## TEXT UNDER STUDY:
= = =

The thing about The Thing About Jellyfish is that it’s one of those books that adults find really powerful and kids think is just okay. It’s sort of like broccoli – every now and then you’ll find a kid who really likes it, but in general it’s more of an adult thing. Of course it was well-written and made me teary in parts and had meaningful themes and tied together nicely, but it wasn’t really a favorite. I’ve had a few kids asking for it so it must have been a word-of-mouth thing, but interest has really waned recently.

Twelve-year-old Suzy Swanson’s former best friend drowned last summer. When Suzy found out, she stopped talking. She became obsessed with the idea that Franny had actually been stung by an Irukandji jellyfish, and set about finding a world expert to help her prove it.  The story is told in flashbacks to sixth grade as their friendship falls apart because Franny started growing up faster than Suzy (being interested in fashion and boys, making friends with more popular girls), and then in present tense to seventh grade without Franny. Suzy remembers that Franny had asked her to send her a signal if she ever became “like that” – like the girls she does eventually befriend – so Suzy decides to send her a big signal.

= = =

## TASK INSTRUCTIONS:
Could you copy the jellyfish book review word for word, from "The thing about The" to "really waned recently."? Work only from the jellyfish book review, without drawing on anything outside it.

= = =

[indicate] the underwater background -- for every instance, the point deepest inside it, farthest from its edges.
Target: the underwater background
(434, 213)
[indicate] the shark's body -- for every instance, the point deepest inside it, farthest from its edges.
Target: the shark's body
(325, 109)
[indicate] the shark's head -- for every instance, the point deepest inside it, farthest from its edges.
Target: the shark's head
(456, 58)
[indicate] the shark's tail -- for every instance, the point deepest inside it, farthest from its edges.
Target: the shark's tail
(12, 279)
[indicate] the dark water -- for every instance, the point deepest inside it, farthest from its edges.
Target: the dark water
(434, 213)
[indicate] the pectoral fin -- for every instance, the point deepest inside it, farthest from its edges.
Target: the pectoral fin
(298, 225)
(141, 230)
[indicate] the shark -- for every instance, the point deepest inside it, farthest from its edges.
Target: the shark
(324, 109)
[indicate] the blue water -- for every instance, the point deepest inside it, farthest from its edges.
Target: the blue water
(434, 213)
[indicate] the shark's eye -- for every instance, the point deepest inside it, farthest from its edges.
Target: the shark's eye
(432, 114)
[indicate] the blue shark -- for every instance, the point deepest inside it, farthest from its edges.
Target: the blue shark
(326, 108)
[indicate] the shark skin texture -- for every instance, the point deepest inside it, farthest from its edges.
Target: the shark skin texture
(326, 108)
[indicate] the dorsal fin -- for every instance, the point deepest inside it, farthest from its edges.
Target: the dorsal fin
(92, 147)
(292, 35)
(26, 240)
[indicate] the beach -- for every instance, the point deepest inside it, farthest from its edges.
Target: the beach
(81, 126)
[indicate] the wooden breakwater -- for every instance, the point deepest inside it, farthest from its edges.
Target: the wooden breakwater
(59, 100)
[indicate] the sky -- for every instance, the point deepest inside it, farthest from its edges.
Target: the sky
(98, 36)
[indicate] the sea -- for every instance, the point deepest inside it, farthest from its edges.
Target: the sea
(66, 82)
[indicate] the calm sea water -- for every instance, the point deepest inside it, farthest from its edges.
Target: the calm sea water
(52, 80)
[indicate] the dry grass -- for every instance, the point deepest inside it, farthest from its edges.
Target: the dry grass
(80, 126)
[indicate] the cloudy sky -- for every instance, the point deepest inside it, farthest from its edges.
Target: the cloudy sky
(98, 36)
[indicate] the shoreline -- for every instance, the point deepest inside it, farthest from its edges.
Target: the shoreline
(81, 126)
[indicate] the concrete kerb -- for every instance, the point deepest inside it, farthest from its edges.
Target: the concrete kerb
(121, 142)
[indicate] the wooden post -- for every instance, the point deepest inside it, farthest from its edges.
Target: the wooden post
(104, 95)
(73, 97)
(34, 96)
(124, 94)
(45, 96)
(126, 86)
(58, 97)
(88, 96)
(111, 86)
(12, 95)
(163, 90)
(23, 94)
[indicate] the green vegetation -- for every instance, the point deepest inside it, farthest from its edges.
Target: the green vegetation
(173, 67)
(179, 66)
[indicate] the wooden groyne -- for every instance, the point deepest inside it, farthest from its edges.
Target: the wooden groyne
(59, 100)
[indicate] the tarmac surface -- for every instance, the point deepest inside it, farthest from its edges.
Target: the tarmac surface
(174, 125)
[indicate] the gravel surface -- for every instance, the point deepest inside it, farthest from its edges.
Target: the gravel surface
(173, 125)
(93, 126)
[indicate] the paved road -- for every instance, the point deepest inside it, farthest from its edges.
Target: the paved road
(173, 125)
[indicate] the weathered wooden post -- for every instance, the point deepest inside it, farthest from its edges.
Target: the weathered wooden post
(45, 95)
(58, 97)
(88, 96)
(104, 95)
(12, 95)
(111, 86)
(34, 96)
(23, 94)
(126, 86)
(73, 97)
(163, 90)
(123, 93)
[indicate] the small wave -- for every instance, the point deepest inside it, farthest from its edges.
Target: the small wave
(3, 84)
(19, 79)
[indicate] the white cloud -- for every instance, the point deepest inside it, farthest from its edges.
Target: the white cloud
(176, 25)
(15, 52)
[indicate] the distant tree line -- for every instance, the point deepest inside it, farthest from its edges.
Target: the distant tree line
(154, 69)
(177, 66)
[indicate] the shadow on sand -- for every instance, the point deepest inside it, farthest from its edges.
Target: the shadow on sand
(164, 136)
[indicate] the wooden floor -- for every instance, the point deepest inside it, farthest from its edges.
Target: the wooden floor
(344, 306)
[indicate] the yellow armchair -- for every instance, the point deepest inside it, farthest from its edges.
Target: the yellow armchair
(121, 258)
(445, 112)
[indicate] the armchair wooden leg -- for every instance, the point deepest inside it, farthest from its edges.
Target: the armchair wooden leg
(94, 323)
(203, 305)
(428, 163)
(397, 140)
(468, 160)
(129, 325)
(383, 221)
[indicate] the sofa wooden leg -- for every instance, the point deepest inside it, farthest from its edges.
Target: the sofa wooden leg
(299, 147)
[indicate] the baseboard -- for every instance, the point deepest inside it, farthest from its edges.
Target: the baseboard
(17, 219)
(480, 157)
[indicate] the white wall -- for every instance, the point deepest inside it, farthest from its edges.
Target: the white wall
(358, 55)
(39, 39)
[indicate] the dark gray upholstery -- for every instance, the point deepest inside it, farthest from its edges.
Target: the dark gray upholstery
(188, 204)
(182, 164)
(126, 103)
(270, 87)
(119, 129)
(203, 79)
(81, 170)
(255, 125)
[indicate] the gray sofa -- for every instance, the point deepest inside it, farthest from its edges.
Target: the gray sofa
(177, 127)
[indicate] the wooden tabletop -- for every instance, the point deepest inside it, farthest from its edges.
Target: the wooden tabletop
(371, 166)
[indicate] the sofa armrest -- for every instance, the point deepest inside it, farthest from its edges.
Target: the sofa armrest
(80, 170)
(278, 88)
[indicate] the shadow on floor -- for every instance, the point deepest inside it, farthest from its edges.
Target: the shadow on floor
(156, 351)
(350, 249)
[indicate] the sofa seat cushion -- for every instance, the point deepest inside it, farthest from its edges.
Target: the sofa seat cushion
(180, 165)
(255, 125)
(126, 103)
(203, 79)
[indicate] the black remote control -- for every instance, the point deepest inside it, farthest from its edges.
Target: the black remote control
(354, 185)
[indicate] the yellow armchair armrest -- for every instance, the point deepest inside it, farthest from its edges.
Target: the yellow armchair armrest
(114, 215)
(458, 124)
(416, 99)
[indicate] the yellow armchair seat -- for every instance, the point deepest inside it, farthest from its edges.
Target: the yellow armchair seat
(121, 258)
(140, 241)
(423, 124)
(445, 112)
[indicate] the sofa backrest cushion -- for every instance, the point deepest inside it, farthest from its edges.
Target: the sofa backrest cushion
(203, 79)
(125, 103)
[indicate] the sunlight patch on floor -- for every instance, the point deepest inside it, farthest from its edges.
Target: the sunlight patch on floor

= = =

## YOUR SOLUTION:
The thing about The Thing About Jellyfish is that it’s one of those books that adults find really powerful and kids think is just okay. It’s sort of like broccoli – every now and then you’ll find a kid who really likes it, but in general it’s more of an adult thing. Of course it was well-written and made me teary in parts and had meaningful themes and tied together nicely, but it wasn’t really a favorite. I’ve had a few kids asking for it so it must have been a word-of-mouth thing, but interest has really waned recently.